* _Problem statement_:
Identify the line with "Target: flower arrangement"; copy word for word that line and every one after it, to the end of the listing. Exclude pictures.

BEGIN Supplied information

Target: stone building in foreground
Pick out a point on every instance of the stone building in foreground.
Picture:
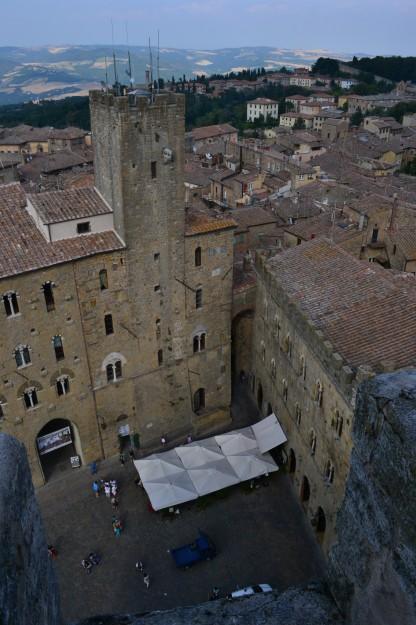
(116, 301)
(324, 323)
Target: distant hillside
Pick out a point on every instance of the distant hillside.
(56, 72)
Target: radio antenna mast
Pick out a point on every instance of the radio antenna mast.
(158, 63)
(151, 71)
(114, 54)
(129, 70)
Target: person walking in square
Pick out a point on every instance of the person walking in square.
(96, 488)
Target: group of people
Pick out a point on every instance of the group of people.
(110, 489)
(146, 576)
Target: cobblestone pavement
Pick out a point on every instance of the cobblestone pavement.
(261, 536)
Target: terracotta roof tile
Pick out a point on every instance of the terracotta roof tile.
(23, 248)
(367, 314)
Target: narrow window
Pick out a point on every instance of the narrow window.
(103, 279)
(199, 400)
(22, 356)
(108, 323)
(118, 369)
(62, 385)
(58, 347)
(198, 257)
(30, 398)
(198, 298)
(48, 293)
(11, 305)
(83, 227)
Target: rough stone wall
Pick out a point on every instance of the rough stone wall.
(280, 337)
(28, 588)
(35, 326)
(373, 566)
(309, 605)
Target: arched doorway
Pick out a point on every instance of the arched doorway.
(57, 443)
(241, 343)
(305, 490)
(292, 461)
(260, 396)
(320, 521)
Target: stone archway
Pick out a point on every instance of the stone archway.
(241, 343)
(56, 443)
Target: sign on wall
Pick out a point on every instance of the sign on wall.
(54, 440)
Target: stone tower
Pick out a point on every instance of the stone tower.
(139, 163)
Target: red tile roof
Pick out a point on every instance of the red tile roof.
(23, 248)
(368, 313)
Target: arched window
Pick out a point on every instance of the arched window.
(62, 385)
(30, 398)
(292, 461)
(58, 347)
(302, 367)
(103, 279)
(22, 356)
(114, 371)
(198, 257)
(284, 389)
(329, 472)
(338, 423)
(298, 414)
(199, 342)
(318, 392)
(312, 442)
(287, 345)
(11, 305)
(276, 326)
(305, 491)
(48, 295)
(199, 400)
(108, 324)
(198, 298)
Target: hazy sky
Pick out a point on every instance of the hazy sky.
(373, 26)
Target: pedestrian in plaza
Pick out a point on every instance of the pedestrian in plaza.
(96, 488)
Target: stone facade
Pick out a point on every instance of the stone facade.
(129, 320)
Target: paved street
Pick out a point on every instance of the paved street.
(260, 534)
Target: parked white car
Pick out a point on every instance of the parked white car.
(250, 590)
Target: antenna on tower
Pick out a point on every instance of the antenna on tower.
(114, 55)
(129, 70)
(158, 63)
(151, 71)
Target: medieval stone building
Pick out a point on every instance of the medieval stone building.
(116, 302)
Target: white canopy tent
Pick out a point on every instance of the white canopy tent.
(238, 441)
(159, 466)
(213, 476)
(248, 466)
(199, 454)
(268, 433)
(170, 491)
(190, 471)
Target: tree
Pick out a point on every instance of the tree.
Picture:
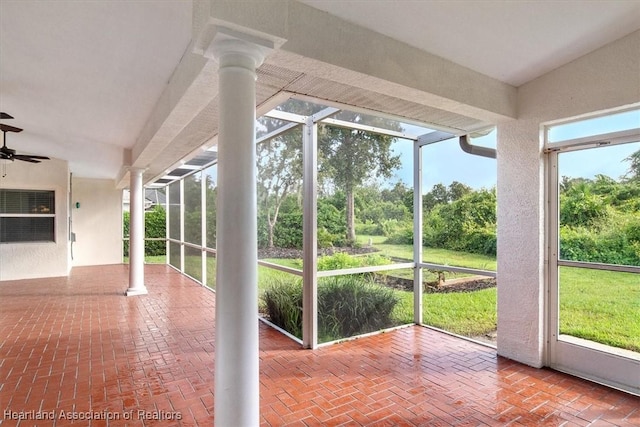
(279, 162)
(633, 173)
(349, 157)
(279, 174)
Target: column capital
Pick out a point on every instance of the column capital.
(232, 47)
(136, 170)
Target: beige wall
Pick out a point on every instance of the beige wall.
(605, 79)
(97, 223)
(33, 260)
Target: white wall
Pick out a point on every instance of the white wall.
(34, 260)
(605, 79)
(97, 223)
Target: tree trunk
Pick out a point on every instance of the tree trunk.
(350, 214)
(271, 228)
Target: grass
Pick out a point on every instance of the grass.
(601, 306)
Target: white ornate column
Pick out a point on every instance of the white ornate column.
(237, 382)
(136, 234)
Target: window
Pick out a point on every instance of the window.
(27, 216)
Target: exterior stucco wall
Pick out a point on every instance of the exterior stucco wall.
(97, 223)
(36, 260)
(605, 79)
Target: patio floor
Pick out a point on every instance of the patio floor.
(76, 346)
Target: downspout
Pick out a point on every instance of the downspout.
(476, 149)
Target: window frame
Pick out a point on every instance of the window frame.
(52, 214)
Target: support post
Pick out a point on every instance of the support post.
(417, 232)
(136, 234)
(310, 235)
(236, 348)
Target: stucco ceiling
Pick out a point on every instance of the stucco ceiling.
(82, 77)
(513, 41)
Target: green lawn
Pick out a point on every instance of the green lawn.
(601, 306)
(596, 305)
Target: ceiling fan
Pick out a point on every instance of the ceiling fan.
(7, 153)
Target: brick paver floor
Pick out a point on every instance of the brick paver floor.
(77, 348)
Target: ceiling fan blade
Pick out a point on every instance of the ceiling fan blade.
(7, 128)
(30, 159)
(31, 156)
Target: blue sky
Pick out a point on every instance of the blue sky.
(444, 162)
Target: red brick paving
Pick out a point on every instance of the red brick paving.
(77, 346)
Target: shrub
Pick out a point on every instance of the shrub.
(352, 305)
(155, 225)
(341, 260)
(337, 261)
(585, 244)
(368, 229)
(402, 236)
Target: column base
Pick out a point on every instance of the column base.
(138, 291)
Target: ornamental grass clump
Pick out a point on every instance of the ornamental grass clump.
(353, 305)
(282, 300)
(347, 306)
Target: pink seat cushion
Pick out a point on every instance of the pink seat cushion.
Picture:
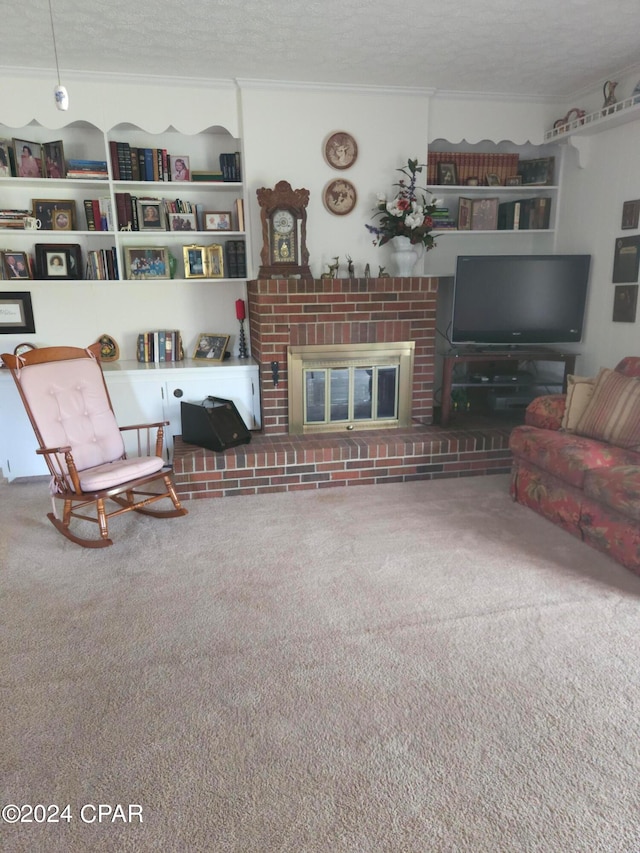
(115, 473)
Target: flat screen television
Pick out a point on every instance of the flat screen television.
(519, 299)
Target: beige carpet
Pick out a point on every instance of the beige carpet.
(419, 667)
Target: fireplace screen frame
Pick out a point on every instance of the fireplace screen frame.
(399, 355)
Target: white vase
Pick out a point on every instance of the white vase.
(405, 256)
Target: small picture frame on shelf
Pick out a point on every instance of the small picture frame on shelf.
(447, 174)
(180, 169)
(15, 265)
(630, 214)
(182, 222)
(62, 219)
(61, 261)
(44, 209)
(215, 261)
(217, 220)
(16, 313)
(6, 159)
(211, 346)
(147, 262)
(54, 163)
(28, 158)
(151, 214)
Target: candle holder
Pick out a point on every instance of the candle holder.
(242, 346)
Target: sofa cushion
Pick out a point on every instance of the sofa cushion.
(613, 413)
(566, 455)
(579, 393)
(617, 488)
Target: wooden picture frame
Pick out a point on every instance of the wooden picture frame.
(58, 261)
(27, 158)
(447, 174)
(62, 219)
(210, 346)
(151, 214)
(44, 209)
(215, 261)
(180, 168)
(630, 214)
(146, 262)
(15, 266)
(340, 150)
(16, 313)
(340, 197)
(53, 159)
(6, 159)
(216, 220)
(182, 222)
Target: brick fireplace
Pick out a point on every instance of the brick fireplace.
(296, 312)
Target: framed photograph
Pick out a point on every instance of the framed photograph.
(625, 301)
(15, 265)
(339, 197)
(182, 222)
(195, 261)
(151, 214)
(147, 262)
(16, 313)
(54, 164)
(180, 170)
(447, 173)
(58, 261)
(630, 214)
(28, 158)
(45, 209)
(215, 261)
(6, 158)
(484, 214)
(340, 150)
(538, 171)
(211, 346)
(62, 219)
(217, 221)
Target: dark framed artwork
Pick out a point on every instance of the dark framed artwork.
(16, 313)
(630, 214)
(625, 302)
(61, 261)
(625, 260)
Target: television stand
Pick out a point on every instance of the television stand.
(501, 381)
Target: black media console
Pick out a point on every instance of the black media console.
(499, 381)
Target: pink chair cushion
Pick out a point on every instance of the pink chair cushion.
(115, 473)
(70, 405)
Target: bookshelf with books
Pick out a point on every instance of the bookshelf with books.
(519, 185)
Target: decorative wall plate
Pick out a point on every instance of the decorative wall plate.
(341, 150)
(339, 197)
(109, 349)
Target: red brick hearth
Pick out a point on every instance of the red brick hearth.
(341, 311)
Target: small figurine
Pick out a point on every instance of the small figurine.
(333, 269)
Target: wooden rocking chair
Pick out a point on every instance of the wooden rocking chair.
(67, 401)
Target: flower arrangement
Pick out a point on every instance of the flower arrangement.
(408, 214)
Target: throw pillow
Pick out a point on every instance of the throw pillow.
(579, 391)
(613, 413)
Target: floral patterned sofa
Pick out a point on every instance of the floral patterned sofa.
(576, 460)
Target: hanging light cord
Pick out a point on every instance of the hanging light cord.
(55, 49)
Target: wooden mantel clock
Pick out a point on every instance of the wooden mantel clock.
(283, 212)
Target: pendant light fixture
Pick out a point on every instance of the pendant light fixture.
(60, 93)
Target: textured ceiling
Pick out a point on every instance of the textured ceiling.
(540, 48)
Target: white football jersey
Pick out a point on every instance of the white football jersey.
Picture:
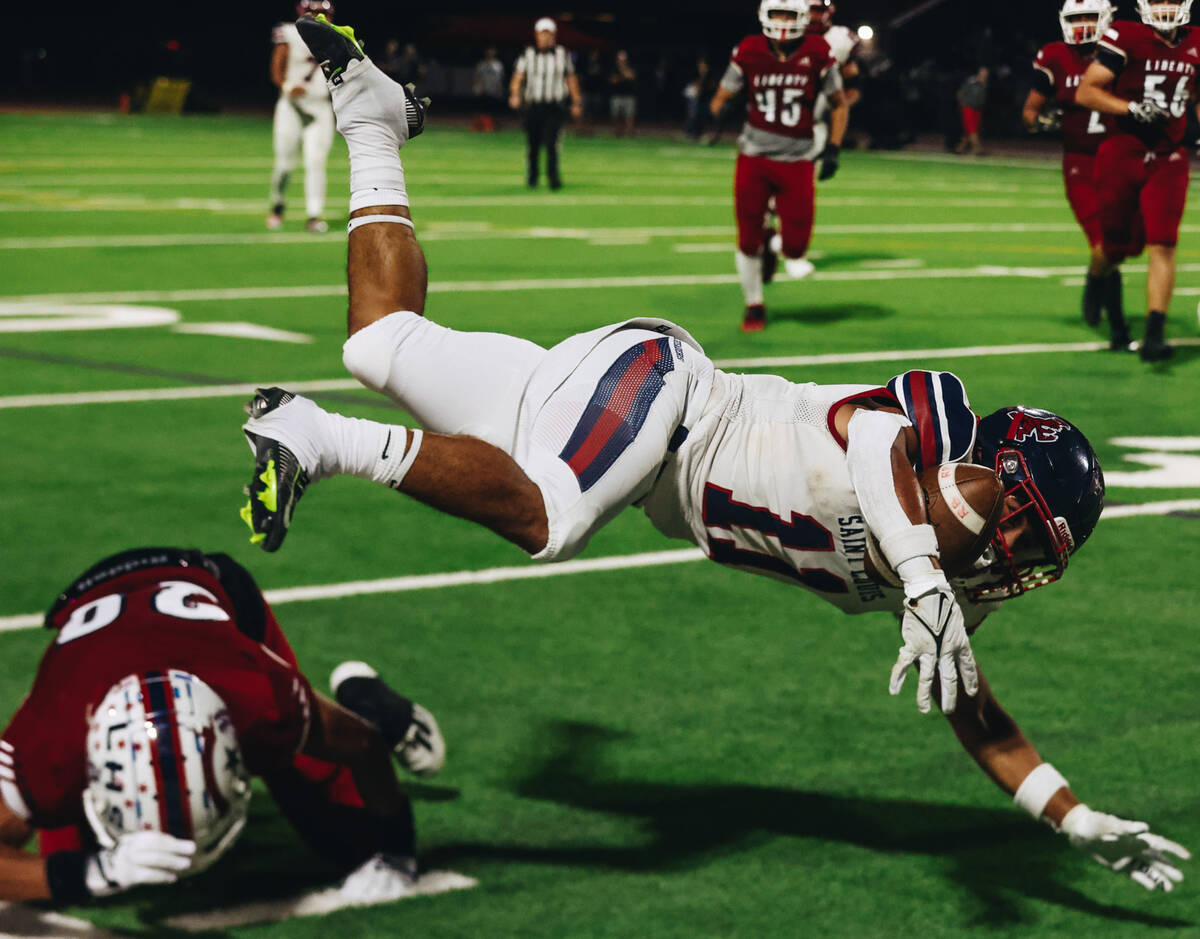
(303, 69)
(841, 43)
(761, 484)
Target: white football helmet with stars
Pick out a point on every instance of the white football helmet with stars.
(1084, 21)
(1164, 16)
(784, 28)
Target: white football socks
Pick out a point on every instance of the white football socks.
(750, 274)
(372, 115)
(331, 444)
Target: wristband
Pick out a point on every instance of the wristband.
(65, 877)
(1037, 789)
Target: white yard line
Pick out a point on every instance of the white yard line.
(507, 574)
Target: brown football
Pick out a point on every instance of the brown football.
(964, 503)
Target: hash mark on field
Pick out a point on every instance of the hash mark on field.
(589, 566)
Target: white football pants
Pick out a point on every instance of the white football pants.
(309, 121)
(591, 420)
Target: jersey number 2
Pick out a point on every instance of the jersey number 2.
(174, 598)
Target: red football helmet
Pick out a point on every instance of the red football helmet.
(821, 16)
(313, 7)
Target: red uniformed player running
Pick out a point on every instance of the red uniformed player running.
(167, 685)
(1145, 76)
(1057, 71)
(784, 71)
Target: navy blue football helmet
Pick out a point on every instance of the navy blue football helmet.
(1053, 484)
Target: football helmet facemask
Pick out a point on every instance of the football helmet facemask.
(1084, 21)
(1164, 15)
(162, 755)
(784, 19)
(1054, 492)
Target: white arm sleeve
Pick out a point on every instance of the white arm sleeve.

END Supplied information

* _Expected answer_:
Target: flower arrangement
Pick out a point on every instance of the flower arrangement.
(408, 214)
Target: throw pillow
Pick out a point on every instance of the throw pillow.
(579, 391)
(613, 413)
Target: floral patterned sofa
Pick out a point on every instance of the floral patterned sofa.
(576, 460)
Target: hanging light cord
Pick out a point on every instance of the hanging light cord.
(55, 49)
Target: wooden mantel clock
Pick out a point on every instance of the wooden mantel clock.
(283, 212)
Target: pendant light fixture
Pick out a point on every instance of the pendant light fixture.
(60, 93)
Target: textured ceiling
Pick out a point on every instance of the textured ceiling.
(540, 48)
Target: white football jersey
Pick out a point on every instance of the white football jersey.
Picture:
(303, 69)
(841, 43)
(761, 484)
Target: white football helmet with stars
Pick out a point on every instance of the white football helmet with stars.
(1084, 21)
(1164, 16)
(784, 28)
Target: white football socks
Pick out a point on every instance of the white football socks.
(750, 274)
(372, 115)
(331, 444)
Target: wristband
Pick out a point on every instance of the wristband.
(65, 877)
(1037, 789)
Target: white yard line
Pick out a point on every instance of the white yard line.
(507, 574)
Target: brown football
Pick out a point on every instance of the brown football.
(964, 503)
Target: hash mark on field
Pick out a point on every instance of the hash mark on field.
(589, 566)
Target: white football pants
Pick out a point on every instance of the white football pants.
(309, 121)
(591, 420)
Target: jersey number 2
Pick out a point on every instance of the jersey number 2.
(174, 598)
Target: red football helmet
Pick out a point on every instance of the red football helmet.
(821, 16)
(313, 7)
Target: red uniformed player running
Pick out a point on every instance of the red uniformed player running.
(167, 685)
(1145, 76)
(1057, 71)
(784, 71)
Target: navy blue football helmet
Pick out a point on every instance of the navy blue football helmet.
(1053, 484)
Target: football helmet facemask
Pick out a point on every instance of the football helmet facemask.
(1084, 21)
(1164, 15)
(162, 755)
(784, 19)
(1054, 492)
Target: white arm sleeve
Pick out a point on every instance of the white arm sleeve.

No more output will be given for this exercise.